START Data
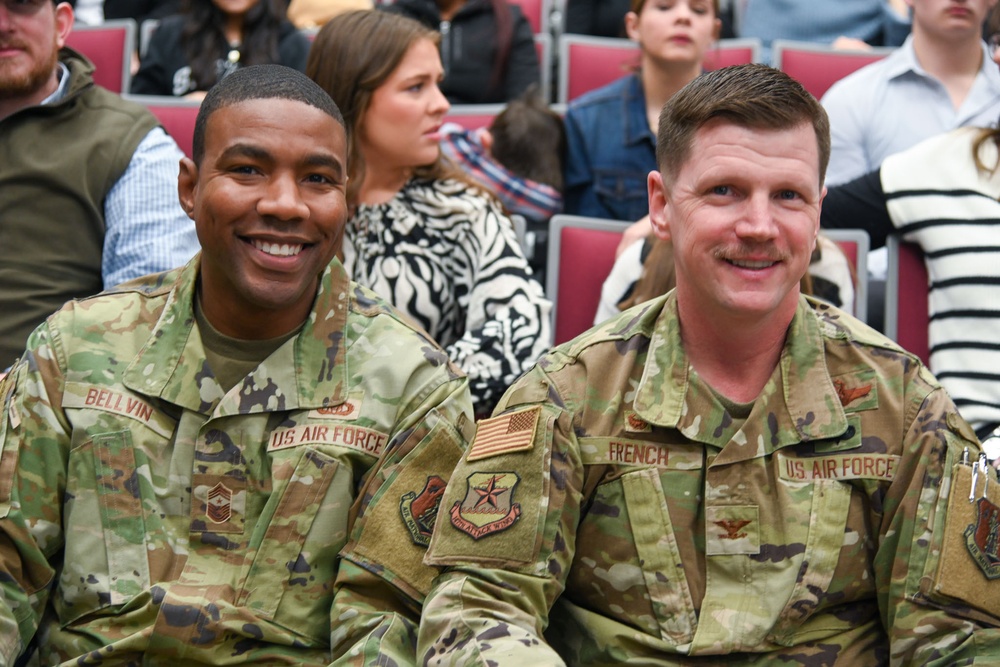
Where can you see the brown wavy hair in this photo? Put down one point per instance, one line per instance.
(353, 54)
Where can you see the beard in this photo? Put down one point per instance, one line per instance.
(16, 82)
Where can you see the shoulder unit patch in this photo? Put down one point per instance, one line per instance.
(488, 506)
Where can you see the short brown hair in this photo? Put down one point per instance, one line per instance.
(637, 5)
(529, 139)
(753, 96)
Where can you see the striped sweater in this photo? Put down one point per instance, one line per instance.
(934, 196)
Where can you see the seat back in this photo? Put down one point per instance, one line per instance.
(907, 286)
(146, 31)
(110, 47)
(855, 244)
(586, 62)
(176, 114)
(537, 12)
(473, 116)
(819, 66)
(581, 254)
(728, 52)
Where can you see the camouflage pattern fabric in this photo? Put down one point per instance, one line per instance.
(148, 518)
(614, 513)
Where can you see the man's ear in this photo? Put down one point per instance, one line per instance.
(658, 200)
(632, 26)
(64, 23)
(187, 185)
(819, 214)
(486, 139)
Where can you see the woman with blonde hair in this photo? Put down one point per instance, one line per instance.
(421, 234)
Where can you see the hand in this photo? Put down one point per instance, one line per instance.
(637, 230)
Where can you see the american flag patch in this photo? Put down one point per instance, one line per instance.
(513, 432)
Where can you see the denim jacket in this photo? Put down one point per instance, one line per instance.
(611, 151)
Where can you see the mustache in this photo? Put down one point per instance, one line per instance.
(757, 251)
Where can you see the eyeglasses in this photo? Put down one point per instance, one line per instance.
(24, 7)
(994, 43)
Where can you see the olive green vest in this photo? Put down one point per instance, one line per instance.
(57, 164)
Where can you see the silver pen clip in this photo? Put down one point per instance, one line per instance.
(975, 476)
(984, 465)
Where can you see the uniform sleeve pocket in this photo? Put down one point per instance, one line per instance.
(105, 561)
(284, 573)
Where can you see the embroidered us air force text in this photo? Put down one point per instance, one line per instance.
(846, 466)
(359, 438)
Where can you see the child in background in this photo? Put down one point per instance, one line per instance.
(519, 157)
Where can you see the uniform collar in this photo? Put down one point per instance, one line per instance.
(671, 395)
(308, 371)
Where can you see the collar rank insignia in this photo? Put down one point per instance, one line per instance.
(983, 538)
(636, 424)
(420, 510)
(220, 503)
(848, 395)
(488, 506)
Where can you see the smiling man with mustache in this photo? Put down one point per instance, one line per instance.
(732, 473)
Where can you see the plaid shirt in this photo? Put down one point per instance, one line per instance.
(520, 196)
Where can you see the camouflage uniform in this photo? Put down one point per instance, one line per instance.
(148, 518)
(615, 505)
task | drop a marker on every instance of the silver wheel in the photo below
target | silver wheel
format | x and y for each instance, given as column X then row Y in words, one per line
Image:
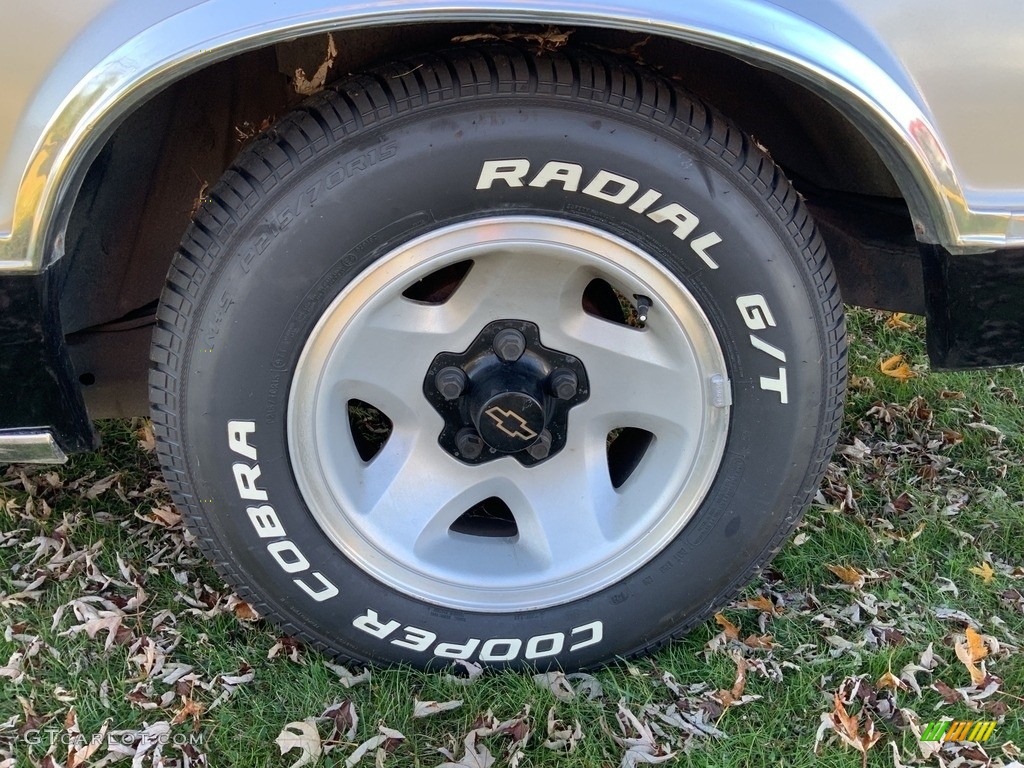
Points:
END Data
[Task goal] Show every line from the entries that includes the word "wheel".

[Result]
task | drop a marker on every instance of the silver wheel in the photo below
target | silver wheel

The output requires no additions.